ACTIVITY:
Look for "For each instance of the ceiling fan blade, place" in the entries below. Write out that line and all later lines exactly, ending with the final one.

RECORDS FOR PROCESSING:
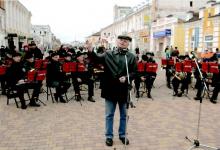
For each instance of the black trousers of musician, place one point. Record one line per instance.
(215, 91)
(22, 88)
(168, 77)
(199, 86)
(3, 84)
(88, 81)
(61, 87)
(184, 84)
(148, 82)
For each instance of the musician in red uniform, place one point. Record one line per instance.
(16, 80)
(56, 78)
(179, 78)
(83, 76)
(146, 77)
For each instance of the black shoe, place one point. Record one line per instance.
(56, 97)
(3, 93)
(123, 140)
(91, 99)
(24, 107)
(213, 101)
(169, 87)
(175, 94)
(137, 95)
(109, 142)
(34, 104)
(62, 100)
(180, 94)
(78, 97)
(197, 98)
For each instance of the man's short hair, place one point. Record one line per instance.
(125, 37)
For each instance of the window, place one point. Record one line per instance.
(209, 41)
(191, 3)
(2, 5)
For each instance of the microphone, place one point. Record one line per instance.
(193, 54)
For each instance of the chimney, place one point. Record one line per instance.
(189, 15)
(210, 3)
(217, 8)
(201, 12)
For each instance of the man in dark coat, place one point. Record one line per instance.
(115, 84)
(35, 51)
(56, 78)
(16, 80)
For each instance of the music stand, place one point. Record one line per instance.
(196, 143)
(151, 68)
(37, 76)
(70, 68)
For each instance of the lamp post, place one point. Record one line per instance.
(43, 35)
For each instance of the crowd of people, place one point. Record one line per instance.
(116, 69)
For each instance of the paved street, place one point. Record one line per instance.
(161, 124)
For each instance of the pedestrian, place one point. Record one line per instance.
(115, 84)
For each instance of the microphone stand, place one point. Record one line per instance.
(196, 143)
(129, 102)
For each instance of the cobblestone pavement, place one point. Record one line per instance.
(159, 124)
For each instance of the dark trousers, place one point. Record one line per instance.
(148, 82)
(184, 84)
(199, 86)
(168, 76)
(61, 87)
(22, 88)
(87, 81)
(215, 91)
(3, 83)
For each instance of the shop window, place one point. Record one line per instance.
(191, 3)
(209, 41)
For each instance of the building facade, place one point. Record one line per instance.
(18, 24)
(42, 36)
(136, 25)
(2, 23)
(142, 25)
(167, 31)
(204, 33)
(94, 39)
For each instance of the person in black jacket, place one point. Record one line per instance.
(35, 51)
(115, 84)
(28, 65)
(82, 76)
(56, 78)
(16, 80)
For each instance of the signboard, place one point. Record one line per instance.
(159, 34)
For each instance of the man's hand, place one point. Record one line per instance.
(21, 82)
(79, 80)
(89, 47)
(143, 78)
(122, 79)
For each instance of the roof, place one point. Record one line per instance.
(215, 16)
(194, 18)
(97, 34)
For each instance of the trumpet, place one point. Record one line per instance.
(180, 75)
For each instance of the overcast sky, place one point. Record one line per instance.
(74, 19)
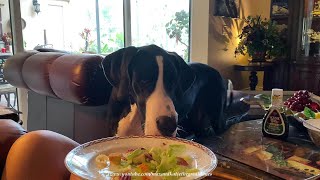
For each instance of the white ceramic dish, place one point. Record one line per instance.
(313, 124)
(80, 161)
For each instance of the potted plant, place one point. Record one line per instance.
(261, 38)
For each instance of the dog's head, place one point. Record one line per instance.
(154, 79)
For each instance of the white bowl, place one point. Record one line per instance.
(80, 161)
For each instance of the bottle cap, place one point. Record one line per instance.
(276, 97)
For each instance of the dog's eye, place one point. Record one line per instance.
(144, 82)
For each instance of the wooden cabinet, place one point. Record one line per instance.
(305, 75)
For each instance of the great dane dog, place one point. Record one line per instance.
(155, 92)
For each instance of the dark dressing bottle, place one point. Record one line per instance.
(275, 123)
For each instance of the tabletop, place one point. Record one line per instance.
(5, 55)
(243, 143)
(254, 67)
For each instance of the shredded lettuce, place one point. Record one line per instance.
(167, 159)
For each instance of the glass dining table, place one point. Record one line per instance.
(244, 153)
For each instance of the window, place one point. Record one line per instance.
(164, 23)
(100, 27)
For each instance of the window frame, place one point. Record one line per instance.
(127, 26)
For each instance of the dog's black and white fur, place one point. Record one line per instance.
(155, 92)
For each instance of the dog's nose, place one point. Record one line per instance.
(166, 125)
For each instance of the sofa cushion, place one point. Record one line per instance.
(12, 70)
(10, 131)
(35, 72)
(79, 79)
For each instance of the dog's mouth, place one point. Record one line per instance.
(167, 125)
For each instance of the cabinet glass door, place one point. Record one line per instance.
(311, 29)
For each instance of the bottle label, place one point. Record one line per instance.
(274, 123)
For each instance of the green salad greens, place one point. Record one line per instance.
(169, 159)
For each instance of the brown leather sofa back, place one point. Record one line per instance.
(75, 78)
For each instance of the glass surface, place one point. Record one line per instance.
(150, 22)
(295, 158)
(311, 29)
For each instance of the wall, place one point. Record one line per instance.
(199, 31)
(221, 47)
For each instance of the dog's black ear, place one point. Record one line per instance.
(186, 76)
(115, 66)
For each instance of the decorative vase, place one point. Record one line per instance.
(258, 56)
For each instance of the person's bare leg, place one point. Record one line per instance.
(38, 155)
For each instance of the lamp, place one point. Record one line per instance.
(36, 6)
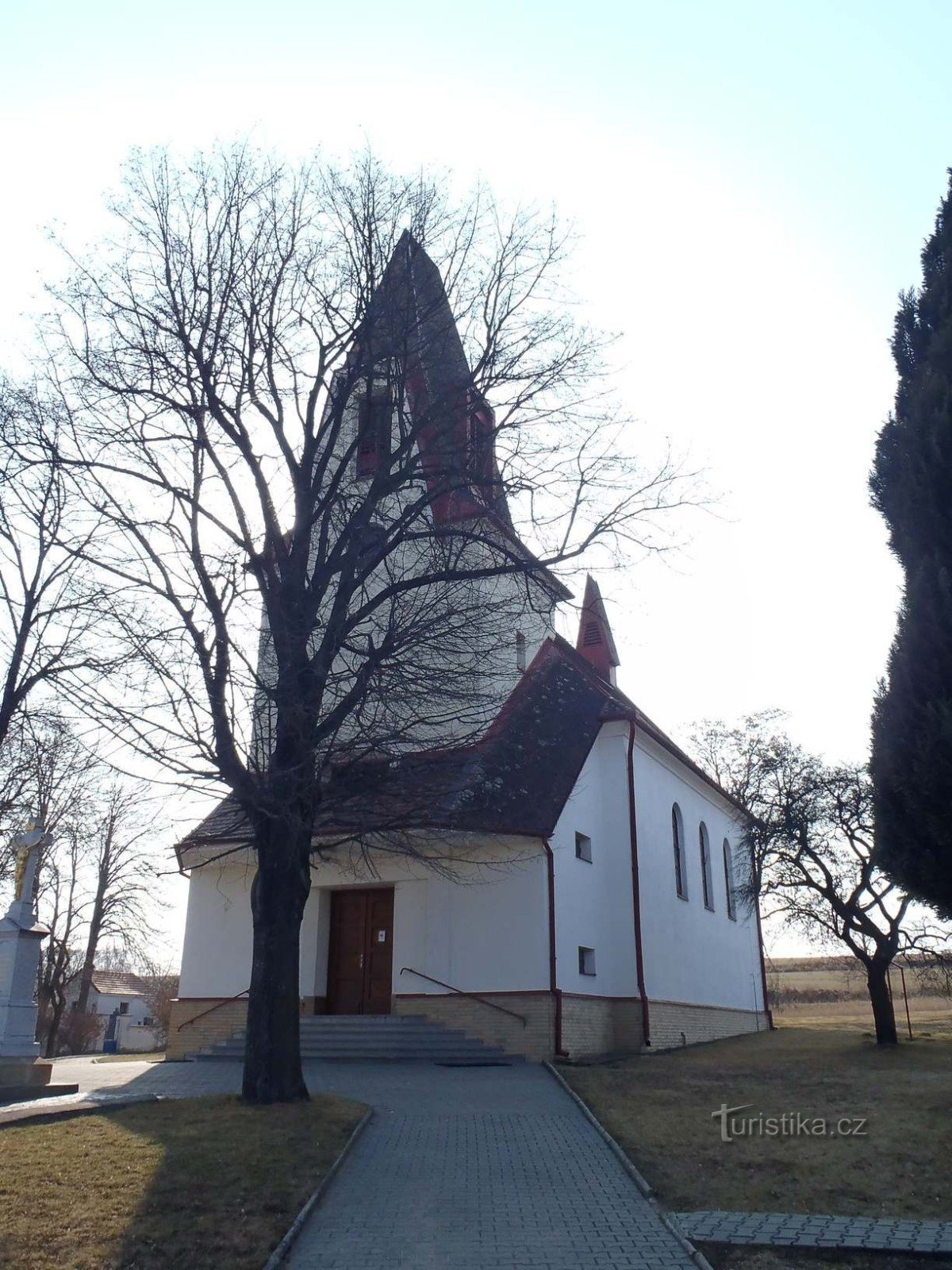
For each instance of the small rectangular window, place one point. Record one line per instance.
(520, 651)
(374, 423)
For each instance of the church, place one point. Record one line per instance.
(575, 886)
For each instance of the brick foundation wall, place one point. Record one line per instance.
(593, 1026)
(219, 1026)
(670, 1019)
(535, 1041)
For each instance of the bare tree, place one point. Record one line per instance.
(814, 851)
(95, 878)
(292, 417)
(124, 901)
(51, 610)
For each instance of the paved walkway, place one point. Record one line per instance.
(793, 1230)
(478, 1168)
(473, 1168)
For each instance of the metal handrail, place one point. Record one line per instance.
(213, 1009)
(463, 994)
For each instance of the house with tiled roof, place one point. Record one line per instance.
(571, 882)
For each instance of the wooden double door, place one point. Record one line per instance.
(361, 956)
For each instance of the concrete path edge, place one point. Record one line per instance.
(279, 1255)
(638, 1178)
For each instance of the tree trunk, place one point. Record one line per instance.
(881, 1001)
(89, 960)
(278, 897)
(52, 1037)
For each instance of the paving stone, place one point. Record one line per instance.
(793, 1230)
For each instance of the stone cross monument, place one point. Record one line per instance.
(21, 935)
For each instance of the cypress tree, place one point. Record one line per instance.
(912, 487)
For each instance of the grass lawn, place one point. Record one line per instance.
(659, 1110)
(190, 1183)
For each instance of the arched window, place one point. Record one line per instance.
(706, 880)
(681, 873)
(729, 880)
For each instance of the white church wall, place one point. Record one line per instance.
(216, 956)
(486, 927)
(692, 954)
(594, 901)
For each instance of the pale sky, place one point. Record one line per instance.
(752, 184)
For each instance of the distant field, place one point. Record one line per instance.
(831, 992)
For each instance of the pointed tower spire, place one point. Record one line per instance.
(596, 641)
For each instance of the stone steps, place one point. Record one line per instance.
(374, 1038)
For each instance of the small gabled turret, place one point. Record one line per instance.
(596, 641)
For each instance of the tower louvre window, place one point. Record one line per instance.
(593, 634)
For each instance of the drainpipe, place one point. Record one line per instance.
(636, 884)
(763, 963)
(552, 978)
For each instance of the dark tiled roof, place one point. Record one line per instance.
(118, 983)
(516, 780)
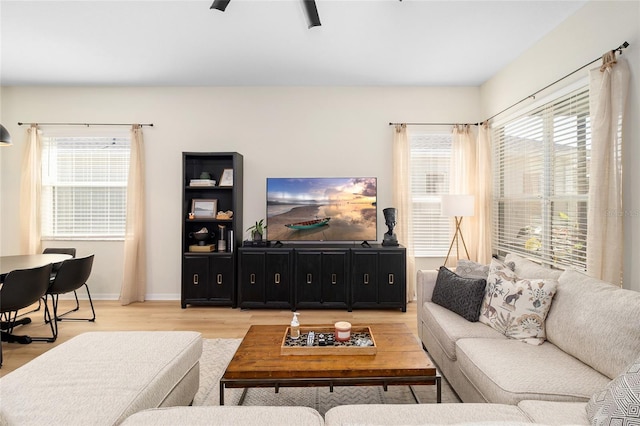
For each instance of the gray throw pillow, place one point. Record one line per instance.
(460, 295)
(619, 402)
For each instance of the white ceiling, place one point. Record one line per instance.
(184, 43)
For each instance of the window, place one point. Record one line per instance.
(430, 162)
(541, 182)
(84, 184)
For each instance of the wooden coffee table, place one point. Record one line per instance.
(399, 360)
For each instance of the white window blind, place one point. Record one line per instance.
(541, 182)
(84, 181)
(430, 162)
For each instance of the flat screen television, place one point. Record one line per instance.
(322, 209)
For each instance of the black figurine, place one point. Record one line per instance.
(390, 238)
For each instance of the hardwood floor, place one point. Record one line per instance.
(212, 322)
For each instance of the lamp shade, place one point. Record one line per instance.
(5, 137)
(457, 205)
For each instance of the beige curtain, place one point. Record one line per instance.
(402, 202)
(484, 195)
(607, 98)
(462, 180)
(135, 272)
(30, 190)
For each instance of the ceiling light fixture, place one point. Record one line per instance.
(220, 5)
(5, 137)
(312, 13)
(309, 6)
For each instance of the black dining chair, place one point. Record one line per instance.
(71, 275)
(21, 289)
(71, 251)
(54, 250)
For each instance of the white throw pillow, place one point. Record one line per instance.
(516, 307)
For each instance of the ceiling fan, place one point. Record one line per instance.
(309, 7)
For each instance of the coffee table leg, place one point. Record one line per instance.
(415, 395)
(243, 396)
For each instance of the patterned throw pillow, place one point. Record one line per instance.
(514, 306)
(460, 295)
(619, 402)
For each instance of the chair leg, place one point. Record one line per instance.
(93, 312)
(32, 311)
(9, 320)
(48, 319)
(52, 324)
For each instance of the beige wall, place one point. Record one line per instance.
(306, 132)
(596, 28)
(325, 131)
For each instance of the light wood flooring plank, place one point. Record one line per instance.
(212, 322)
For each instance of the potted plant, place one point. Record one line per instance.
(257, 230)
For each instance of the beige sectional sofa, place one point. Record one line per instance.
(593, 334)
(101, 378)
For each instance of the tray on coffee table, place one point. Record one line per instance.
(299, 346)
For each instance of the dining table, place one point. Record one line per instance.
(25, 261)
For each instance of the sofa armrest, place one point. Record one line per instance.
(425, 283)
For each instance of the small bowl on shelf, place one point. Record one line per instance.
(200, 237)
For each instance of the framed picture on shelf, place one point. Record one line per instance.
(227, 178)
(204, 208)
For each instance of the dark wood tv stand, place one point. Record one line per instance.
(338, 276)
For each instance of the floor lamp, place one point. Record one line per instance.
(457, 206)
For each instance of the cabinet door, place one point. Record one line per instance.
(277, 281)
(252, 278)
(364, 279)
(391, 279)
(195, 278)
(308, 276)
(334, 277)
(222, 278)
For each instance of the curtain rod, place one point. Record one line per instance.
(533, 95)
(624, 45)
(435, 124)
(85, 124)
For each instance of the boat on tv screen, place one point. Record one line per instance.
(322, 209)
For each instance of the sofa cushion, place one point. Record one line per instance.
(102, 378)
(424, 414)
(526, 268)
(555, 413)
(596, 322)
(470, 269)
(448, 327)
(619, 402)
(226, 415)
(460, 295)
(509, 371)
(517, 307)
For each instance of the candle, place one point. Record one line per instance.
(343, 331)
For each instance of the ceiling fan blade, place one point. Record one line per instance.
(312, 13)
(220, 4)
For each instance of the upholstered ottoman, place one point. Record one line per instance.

RESPONSE TO THIS EXERCISE:
For each instance of the ceiling fan blade, place one point. Record one line per instance.
(312, 13)
(220, 4)
For each instance of the upholstered ottoman, place one point. Record one line per instance.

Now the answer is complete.